◆ PROBLEM DESCRIPTION ◆
In the forum thread about golden retrievers, how many tennis balls does the fetch method described in the final post require?

◆ SOURCE EXTRACT ◆
┌──
And sometimes people do not really take in account how much their lives need to change to give their dogs a good quality life.... or even consider what that is exactly. 

If a young golden retriever is crated for over 10 hours a day without any interaction or care, then that may not be a good quality life for that dog. Especially when you come home tired and crabby and resent losing your limited "relax" time in the evening spending 4-5 hours taking care of the young dog.

It's manageable with older dogs who sleep most of the day anyway.... but it's tragic with young dogs who were bred for companionship to begin with. 

I'd probably tell my kid to choose between one of his sports and the dog as far as saving money. And get him to help you out a LOT more with the dog. At 12 years old, he's plenty old enough to help with training and walking.


----------



## goldensrbest (Dec 20, 2007)

Once again, I say ,why do you get a puppy,if you do not have the time to take care of it, they need to play, run, walk, they need your time, too many people get.dogs and really do not have the time for them, being locked up all day,is not fair, for a puppy,or dog.


----------



## murphy1 (Jun 21, 2012)

IMO a dog should not be crated all day......it's just not fair.


----------



## BriGuy (Aug 31, 2010)

Now that it is summer break, could you maybe find a college student or older high-schooler that you trust to take your guy out to play in the yard while you are at work? Even 30 minutes during the day will make him happier.

You mentioned that your son does sports - this is another nice thing about summer, Cookie attends all of my son's baseball games and she absolutely loves being around the kids and other spectators. I know what the time crunch is like...I'm a hockey dad myself and I don't think I ever sit down. 

Last thing - keep the shoes picked up! We were religious about this when Cookie was younger, and now she wouldn't think of chewing on shoes. Dogs repeat whatever was rewarding to them.

Try getting a clicker and some treats and go on youtube for kikopup videos. Training and learning can be just as tiring as exercise. Good luck!


----------



## KathyL (Jul 6, 2011)

He sounds a lot like my second golden who was a terror. It took me a long time -- about 2 years -- and a lot of work because I was just unaware of all his needs. Although I worked, he was not crated. I was not able to walk him because he would turn around and mouth my arm after walking just a few minutes. I did work with a private trainer who came to my home and was able to observe. I couldn't give up on him and just worked with him very hard and he turned out to be great. He just was stronger and smarter than me and he knew it, so I always had to be one step ahead of what he was thinking. I was a novice dog owner and if I could do it, I bet you can too. Good luck.


----------



## dborgers (Dec 7, 2011)

Teach him to play fetch. The trick is to have two tennis balls. When he runs back with one say "GIVE!" and show him the other ball in your hand. He should drop the one in his mouth to run after that one. Works for me. Playing fetch is a whole lot of fun.
└──
◆ COLLECTED MATERIAL ◆
┌──
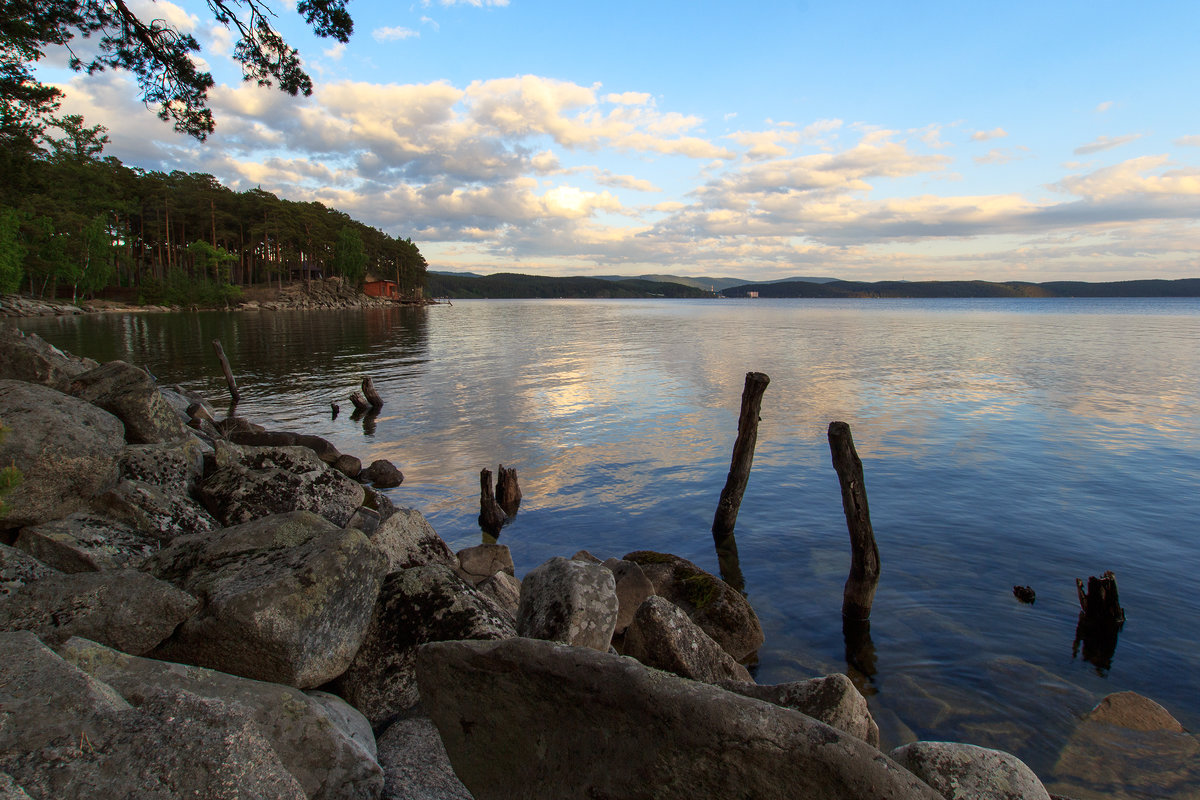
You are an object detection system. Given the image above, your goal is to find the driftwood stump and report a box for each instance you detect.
└──
◆ RESULT OF THIS TASK ◆
Two tennis balls.